*** PASSAGE SHOWN Section Begins ***
Colon agreed, noting the discriminatory barriers that exist for marginalized communities to access reproductive health care in the South and Midwest.
“Mississippians [should] have the right to get the health care they need without shame, unnecessary obstacles and restrictions and government interference in our decisions,” Colon said.
Colon stated in an August interview that every year since her move to Mississippi, there have been new restrictions. Colon, a resident of the state since 1997 said that Mississippi has been fighting issues often ignored until a wealthier state is confronted with a similar fight.
She spoke of the big fight that took place in Texas in 2013, when Wendy Davis, former Texas senator, filibustered a bill to ban abortion after 20 week and require abortion clinics be licensed ambulatory surgeon centers. Colon stated that Texas had great momentum and organized well, but Mississippians were fighting the same battle and it received very little coverage.
“I wasn’t overreacting when I talked about this, you know, 20 years ago,” began Colon. “I wasn’t overreacting five years ago. And we were damn sure not overreacting last year.”
Only three judges can uphold this guarantee Roe, Colon said this isn’t some dystopian film or book. It’s real life.
“What people have learned now over the last 10 years, you don’t necessarily have to ‘overturn Roe,’ you just continue fucking with the existing abortion rights and hurting women and girls and people trying to get an abortion,” Colon continued. “The entire country is Mississippi, baby, whether they want to admit it or not. And so, nobody is really safe.”
Calling Mississippi “an abortion desert,” Colon said that in addition to having only one clinic, the state has some of the most stringent anti-abortion laws in the country. Mandatory wait time, multiple clinic visits, and laws targeting abortion providers who go beyond what is necessary for patient safety, like hospital-admitting privileges, all add to the burden of abortion access.
Despite the so-called “culture of life” that Mississippi Gov. Tate Reeves and other anti-abortion officials claim to espouse, their narrow concern for so-called life runs counter to the International Covenant on Civil and Political Rights adopted by the United States, which strive “toward preventing maternal mortality and morbidity, to secure women’s and girls’ right to equality and non-discrimination, and to ensure their right to life.”
While federal legislative interventions are important to protecting people’s right to personal liberty and bodily autonomy, Mississippi organizers are not waiting for national saviors.
“Our priority should be making sure that people have access to the health care that they want [and] need,” Colon said. “That means ensuring that people who want to get an abortion at a clinic or doctor’s office can do so without restrictions or barriers.”
*** PASSAGE SHOWN Section Ends ***
*** PROVIDED MATERIAL Section Begins ***
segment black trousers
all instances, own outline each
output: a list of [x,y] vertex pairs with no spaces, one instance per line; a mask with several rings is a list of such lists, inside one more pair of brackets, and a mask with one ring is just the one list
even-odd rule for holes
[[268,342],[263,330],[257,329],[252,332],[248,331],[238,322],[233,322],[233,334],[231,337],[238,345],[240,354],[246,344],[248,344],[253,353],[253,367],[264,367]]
*** PROVIDED MATERIAL Section Ends ***
§ **ACTIVITIES**:
A - Rewrite the passage on Mississippi abortion access, starting with "Colon stated in" and going on through "very little coverage.", with "momentum" changed to "energy".
B - According to the passage on Mississippi abortion access, since what year has Colon lived in the state?
C - Do these statements agree with the passage on Mississippi abortion access? (i) Mississippi has only one abortion clinic. (ii) The Texas fight involving Wendy Davis took place in 2015. (iii) Mississippi organizers are waiting for national saviors.

§ **YOUR WRITTEN ANSWERS**:
A -
Colon stated in an August interview that every year since her move to Mississippi, there have been new restrictions. Colon, a resident of the state since 1997 said that Mississippi has been fighting issues often ignored until a wealthier state is confronted with a similar fight.
She spoke of the big fight that took place in Texas in 2013, when Wendy Davis, former Texas senator, filibustered a bill to ban abortion after 20 week and require abortion clinics be licensed ambulatory surgeon centers. Colon stated that Texas had great energy and organized well, but Mississippians were fighting the same battle and it received very little coverage.

B - Since 1997.

C -
(i) Yes: "in addition to having only one clinic"
(ii) No: "the big fight that took place in Texas in 2013"
(iii) No: "Mississippi organizers are not waiting for national saviors"